Die Aufgabe: Schreib den Abschnitt aus dem Text über Naturschutz bei Bauvorhaben weiter unten noch einmal ab, beginnend bei "Geltende Gesetze von" und endend bei "beim BUND Berlin.". Ändere dabei "erschreckend" zu "alarmierend".

Quelle:
○ ○ ○ ○ ○
Ein wiederkehrendes Muster bei Bauvorhaben, so das Urteil der Naturschutzverbände: Es werde regelmäßig ein viel zu oberflächliches Artenschutzgutachten vom Vorhabenträger angefertigt, das nach der Intervention von Naturschutzverbänden überarbeitet werden müsse. Die damit einhergehenden verpflichtenden Ausgleichs- und Ersatzmaßnahmen nach Bundesnaturschutzgesetz werden dann nur unvollständig und/oder nicht rechtzeitig umgesetzt, weswegen die Naturschutzverbände erneut intervenieren müssen. „Dann heißt es aus der Politik, der Natur- und Artenschutz wäre der Grund für die Bauvorzögerungen. Die Gründe für die Verzögerungen liegen aber in der Unkenntnis der Gesetze oder im ausgeprägten Unwillen, sie auch zu befolgen.“

Geltende Gesetze von Beginn an berücksichtigen

„Dass selbst bei Vorhaben der öffentlichen Hand immer wieder die geltende Gesetzgebung nicht berücksichtigt wird, ist erschreckend und wirft Fragen auf. Die geplanten Änderungen im Rahmen des Schneller-Bauen-Gesetzes werden an der Verpflichtung, das Bundesnaturschutzgesetz und weitere zu befolgen, nichts ändern. Wenn die geltenden Gesetze – auch aus dem Natur- und Artenschutz – von Anfang an berücksichtigt werden, kommt es auch nicht zu Verzögerungen der Bauvorhaben“, sagt Dirk Schäuble, Naturschutzreferent beim BUND Berlin.
○ ○ ○ ○ ○
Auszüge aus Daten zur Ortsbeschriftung

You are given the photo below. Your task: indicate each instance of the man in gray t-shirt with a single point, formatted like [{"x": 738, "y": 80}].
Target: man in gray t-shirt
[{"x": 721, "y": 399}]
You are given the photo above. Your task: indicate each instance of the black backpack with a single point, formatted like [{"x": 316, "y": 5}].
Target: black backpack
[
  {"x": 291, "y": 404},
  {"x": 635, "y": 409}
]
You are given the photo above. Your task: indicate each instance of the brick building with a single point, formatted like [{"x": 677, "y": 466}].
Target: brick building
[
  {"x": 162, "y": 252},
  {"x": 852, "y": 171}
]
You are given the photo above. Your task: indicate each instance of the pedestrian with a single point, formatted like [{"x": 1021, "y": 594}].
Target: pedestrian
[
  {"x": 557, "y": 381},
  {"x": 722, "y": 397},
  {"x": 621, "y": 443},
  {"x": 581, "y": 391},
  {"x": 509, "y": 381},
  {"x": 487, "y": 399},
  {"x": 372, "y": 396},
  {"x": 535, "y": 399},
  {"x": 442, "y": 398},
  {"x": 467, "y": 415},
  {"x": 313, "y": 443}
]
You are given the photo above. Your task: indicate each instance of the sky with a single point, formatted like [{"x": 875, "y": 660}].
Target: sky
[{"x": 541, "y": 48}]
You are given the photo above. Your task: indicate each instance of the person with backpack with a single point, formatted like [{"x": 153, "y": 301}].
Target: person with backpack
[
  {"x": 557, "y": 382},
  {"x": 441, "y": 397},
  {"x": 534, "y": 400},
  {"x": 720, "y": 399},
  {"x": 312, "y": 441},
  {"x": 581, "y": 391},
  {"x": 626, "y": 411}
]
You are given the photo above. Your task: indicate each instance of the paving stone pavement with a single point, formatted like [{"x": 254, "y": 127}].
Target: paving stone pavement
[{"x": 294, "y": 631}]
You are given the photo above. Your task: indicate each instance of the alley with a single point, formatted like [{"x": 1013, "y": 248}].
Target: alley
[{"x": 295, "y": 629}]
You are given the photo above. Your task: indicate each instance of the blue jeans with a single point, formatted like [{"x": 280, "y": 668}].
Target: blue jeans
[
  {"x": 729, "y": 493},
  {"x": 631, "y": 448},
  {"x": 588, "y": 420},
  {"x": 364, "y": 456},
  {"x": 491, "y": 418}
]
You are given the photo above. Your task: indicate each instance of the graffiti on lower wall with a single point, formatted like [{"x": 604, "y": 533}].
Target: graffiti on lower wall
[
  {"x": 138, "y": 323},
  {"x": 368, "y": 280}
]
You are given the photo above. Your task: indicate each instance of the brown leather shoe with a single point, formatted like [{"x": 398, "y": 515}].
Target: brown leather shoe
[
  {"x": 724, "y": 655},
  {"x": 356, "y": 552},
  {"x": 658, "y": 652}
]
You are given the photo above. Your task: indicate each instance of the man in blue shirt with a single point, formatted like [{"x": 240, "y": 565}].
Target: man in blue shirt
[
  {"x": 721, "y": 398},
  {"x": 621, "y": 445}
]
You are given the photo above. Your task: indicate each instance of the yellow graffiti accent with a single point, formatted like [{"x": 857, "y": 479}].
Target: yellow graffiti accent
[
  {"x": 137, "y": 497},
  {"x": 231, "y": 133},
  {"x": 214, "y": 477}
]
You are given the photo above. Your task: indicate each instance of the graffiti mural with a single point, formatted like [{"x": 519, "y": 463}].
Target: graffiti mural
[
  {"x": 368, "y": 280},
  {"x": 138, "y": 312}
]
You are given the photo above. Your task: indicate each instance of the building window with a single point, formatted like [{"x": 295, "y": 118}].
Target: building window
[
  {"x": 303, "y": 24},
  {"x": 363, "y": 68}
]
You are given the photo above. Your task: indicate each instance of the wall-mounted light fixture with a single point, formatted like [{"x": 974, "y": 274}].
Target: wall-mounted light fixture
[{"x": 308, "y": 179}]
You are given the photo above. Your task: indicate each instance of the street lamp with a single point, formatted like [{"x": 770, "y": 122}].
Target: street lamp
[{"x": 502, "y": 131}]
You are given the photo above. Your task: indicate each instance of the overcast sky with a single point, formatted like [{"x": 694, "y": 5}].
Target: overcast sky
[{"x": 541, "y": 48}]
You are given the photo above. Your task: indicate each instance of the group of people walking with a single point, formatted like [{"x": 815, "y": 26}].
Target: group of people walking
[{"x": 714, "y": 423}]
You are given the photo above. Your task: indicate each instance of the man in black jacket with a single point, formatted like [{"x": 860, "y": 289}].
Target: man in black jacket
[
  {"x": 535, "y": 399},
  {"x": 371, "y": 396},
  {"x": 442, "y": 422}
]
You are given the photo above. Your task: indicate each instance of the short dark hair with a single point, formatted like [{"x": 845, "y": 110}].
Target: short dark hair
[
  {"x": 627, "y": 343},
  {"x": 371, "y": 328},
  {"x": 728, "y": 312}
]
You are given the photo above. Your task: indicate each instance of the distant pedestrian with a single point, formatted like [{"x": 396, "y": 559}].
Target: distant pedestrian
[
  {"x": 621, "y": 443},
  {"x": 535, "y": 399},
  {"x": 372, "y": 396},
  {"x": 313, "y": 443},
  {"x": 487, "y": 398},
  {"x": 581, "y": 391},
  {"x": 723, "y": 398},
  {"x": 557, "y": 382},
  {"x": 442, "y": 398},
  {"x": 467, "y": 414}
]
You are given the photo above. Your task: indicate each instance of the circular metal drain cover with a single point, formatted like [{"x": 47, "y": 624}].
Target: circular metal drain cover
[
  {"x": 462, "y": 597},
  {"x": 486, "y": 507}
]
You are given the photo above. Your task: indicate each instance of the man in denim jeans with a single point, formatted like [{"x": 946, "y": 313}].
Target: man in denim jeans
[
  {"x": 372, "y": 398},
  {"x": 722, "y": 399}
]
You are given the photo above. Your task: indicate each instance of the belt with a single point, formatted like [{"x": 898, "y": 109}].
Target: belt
○ ○ ○ ○ ○
Lösung:
Geltende Gesetze von Beginn an berücksichtigen

„Dass selbst bei Vorhaben der öffentlichen Hand immer wieder die geltende Gesetzgebung nicht berücksichtigt wird, ist alarmierend und wirft Fragen auf. Die geplanten Änderungen im Rahmen des Schneller-Bauen-Gesetzes werden an der Verpflichtung, das Bundesnaturschutzgesetz und weitere zu befolgen, nichts ändern. Wenn die geltenden Gesetze – auch aus dem Natur- und Artenschutz – von Anfang an berücksichtigt werden, kommt es auch nicht zu Verzögerungen der Bauvorhaben“, sagt Dirk Schäuble, Naturschutzreferent beim BUND Berlin.